→ **Extract provided**:

....

Sat May 25: 8 (intro and Q & A); Sun May 26: 3:30 (followed by Q & A); Wed May 29: 4; Thurs May 30: 9

GET CRAZY
Allan Arkush, U.S., 1983, 92m
Beautiful 35mm archival print
GET CRAZY draws an affectionate and funny portrait of a Fillmore-like mecca during a New Year's Eve concert. Director Arkush worked at the Fillmore and is savvy about his territory and his cast of characters. They include a likeable band of hippies, a Bill Graham-like theater manager and various "acts" who come to perform, including Malcolm McDowell as "Reggie Wanker," a cockney egomaniac superstar and high liver with a Mick Jagger swagger (note: Malcolm does his own singing), and Lou Reed, who seems to be sending up Bob Dylan at his bardic best. Wonderful gags and music personalities abound. There is Fabian Forte; a punk rocker (Lee Ving of Fear) so vicious that he has to be chained to a staircase when left alone; the blues singer Bill Henderson performs with a backgroup of Orthodox Jews that has been booked by mistake; and a girl band called Nada, led by Lori Eastside (also the choreographer of the film) adds more levity to the proceedings. The 35mm print is pristine thanks to North Carolina School of the Arts Archive.
Sun May 26: 7 (intro and Q & A); Wed May 29: 2

CALIGULA
(courtesy of General Media Entertainment, Inc.)
Bob Guccione and Tinto Brass, U.S., 1979, 156m
Bob Guccione's version of the life of the mad emperor is one of the more notorious artifacts of the 70s. With help from Gore Vidal and — unbelievably — an uncredited "treatment" from Roberto Rossellini, Guccione and his director Tinto Brass fashioned a pageant of excess that was perfectly in keeping with the times. But somewhere amidst all the visual clutter (Guccione himself did some "additional photography," no doubt on the sexual detail added after the stars were long gone) there's a serious portrait of decadence and the abuses of power that come with it, and it's McDowell, as Caligula himself, who carries the film with his crafty, willful ways, as well as a satyr's sexuality. Leaping like Nijinski, flinging verbal abuse or seductive glances, he is a one-man Roman carnival. With the ever-beautiful Helen Mirren as Caesonia, Peter O' Toole having a loungefest as Tiberius, and John Gielgud gracefully collecting a paycheck as Nerva.

....

→ **Data excerpts**:

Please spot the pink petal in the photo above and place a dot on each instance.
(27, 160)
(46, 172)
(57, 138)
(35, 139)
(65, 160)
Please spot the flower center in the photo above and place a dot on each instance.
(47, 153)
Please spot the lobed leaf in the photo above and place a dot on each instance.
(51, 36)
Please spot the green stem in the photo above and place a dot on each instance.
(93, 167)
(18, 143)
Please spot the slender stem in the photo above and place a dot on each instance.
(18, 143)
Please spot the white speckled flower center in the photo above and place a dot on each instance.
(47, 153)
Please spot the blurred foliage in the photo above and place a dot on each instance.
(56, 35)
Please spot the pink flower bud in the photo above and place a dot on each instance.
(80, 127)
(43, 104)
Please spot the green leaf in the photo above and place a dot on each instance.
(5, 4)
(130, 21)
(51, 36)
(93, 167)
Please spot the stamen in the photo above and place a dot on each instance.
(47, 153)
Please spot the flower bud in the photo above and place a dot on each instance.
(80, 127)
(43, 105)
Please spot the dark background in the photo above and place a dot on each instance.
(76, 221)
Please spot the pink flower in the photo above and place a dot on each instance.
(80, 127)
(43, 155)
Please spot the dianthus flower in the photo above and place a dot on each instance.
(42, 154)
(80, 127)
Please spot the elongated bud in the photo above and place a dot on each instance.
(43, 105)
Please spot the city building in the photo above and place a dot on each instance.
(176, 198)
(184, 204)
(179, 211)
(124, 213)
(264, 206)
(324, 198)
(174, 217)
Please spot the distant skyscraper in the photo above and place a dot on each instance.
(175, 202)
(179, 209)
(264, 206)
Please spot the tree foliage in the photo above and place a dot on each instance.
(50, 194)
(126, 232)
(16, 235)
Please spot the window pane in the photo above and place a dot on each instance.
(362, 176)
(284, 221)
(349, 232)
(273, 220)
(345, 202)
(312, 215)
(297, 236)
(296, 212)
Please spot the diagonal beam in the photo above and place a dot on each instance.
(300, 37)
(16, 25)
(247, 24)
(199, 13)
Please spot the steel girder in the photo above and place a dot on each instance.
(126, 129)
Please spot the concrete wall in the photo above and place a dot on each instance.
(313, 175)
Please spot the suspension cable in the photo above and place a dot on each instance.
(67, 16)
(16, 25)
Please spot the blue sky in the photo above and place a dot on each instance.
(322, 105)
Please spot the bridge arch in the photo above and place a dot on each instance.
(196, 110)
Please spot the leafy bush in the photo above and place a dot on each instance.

....

→ **Questions on the material**:
1/ In the CALIGULA entry of the film program listing, list each performer named together with the character they play, giving both performer and character.
2/ Answer these from the film program listing:
(a) Which archive is credited with keeping the GET CRAZY print pristine?
(b) What running time is given for CALIGULA?
(c) Who choreographed GET CRAZY?
3/ Write the next part of the film program listing, starting after its final sentence.

→ **Responses to the tasks**:
1/
McDowell as Caligula
Helen Mirren as Caesonia
Peter O' Toole as Tiberius
John Gielgud as Nerva

2/
(a) North Carolina School of the Arts Archive
(b) 156 minutes
(c) Lori Eastside

3/
Mon May 27: 8

BRITTANIA HOSPITAL
(Excellent 35mm print)
Lindsay Anderson, U.K., 1982; 115m
A savage and subversive comedy about England, depicted as a hospital in shambles, BRITTANIA was meant (according to Anderson's diary) as "a cautionary word to the human species." With a brilliant cast comprised of Anderson's informal repertory company of actor-friends, it featured Leonard Rossiter as a venal union official, Graham Crowden as a mad scientist, and Malcolm McDowell as the inquiring photojournalist who falls into his clutches. Other members of the cast in this Brechtian extravaganza include Alan Bates, Joan Plowright and Jill Bennett. As hospital staff and labor officials await the visit of "HRS" (the Queen Mother) to inaugurate the celebration of a new wing, a strike is threatened and protestors storm the gates. The release of the film coincided with Margaret Thatcher ordering an army to the Falkland Islands as a diversion from labor troubles, massive unemployment, and riots in the North. Naturally, the film was condemned for hitting the bull's-eye. Its stylized camera work and editing reflect the director's overall design, immeasurably aided by the contribution of his favorite cameraman, Mike Fash. Andrzej Wajda admired BRITTANIA as "the best Polish film I've seen in a long time."